RAW DATA:
------------------------------
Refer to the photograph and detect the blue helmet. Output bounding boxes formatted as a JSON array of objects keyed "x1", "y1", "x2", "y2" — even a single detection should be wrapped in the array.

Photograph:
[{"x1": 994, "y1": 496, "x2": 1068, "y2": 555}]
------------------------------
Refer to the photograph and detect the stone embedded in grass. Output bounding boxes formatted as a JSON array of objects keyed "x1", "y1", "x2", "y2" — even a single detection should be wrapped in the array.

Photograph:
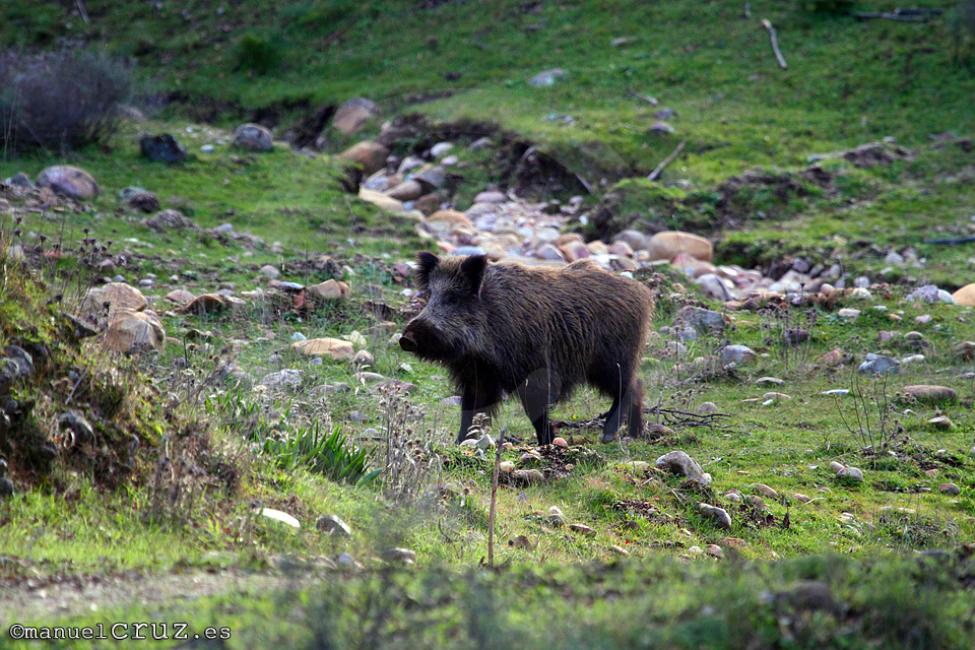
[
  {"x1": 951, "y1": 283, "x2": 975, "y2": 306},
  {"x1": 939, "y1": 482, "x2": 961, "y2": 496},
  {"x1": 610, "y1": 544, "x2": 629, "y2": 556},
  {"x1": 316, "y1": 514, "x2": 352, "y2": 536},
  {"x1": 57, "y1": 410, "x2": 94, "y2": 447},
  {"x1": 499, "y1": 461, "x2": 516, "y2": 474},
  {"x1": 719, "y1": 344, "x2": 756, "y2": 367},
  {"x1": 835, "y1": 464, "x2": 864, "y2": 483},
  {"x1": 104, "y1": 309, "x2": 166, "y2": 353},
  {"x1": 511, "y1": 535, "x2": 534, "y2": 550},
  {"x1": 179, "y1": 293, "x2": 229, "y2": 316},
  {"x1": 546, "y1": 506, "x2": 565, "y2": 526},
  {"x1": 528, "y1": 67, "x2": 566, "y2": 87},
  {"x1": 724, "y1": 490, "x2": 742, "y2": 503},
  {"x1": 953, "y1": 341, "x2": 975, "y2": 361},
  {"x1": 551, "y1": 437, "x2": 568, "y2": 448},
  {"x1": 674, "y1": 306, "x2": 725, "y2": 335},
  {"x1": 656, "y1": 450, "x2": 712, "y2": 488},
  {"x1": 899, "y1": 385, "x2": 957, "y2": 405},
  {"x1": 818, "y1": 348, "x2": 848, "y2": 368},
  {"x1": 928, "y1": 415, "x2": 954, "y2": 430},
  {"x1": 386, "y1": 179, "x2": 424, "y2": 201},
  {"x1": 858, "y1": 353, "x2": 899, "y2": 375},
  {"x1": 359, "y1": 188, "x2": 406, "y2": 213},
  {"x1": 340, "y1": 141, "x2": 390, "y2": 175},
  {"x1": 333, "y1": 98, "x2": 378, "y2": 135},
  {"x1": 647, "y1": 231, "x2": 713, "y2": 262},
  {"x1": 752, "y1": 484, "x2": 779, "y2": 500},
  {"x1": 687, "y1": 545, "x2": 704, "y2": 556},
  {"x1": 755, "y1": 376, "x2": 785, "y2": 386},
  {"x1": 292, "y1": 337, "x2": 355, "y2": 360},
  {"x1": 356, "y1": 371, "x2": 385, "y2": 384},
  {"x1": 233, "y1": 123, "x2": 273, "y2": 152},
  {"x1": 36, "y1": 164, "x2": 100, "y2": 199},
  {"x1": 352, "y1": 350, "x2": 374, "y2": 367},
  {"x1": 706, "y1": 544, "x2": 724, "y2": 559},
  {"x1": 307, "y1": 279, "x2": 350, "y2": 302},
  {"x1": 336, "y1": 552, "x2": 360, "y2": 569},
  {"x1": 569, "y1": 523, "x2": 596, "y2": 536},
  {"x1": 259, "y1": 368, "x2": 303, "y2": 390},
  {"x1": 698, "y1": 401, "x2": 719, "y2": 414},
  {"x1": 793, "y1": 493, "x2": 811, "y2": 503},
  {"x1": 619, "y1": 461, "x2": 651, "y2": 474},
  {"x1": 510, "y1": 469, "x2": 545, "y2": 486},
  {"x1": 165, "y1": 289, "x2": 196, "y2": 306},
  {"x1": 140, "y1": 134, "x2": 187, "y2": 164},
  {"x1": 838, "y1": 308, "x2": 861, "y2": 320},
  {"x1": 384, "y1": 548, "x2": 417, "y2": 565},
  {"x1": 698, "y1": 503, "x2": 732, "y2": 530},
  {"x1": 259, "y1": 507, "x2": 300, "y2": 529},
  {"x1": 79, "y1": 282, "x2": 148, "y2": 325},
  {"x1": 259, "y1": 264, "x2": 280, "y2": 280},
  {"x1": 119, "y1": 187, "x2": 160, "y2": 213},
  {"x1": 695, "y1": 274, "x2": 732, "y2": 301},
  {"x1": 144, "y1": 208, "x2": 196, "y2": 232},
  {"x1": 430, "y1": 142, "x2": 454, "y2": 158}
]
------------------------------
TASK: Read through the entries and copy every line that includes "wrapped".

SOLVED PROBLEM:
Refer to the photograph and detect the blue helmet. Output bounding boxes formatted as a JSON array of objects keyed "x1", "y1", "x2", "y2" — even a single detection should be wrapped in the array.
Refer to the photograph and detect the stone embedded in grass. Output bounding boxes formatted as a JSON array of objects keyed "x1", "y1", "x2", "y2" — even a single detection should be wrapped in the array.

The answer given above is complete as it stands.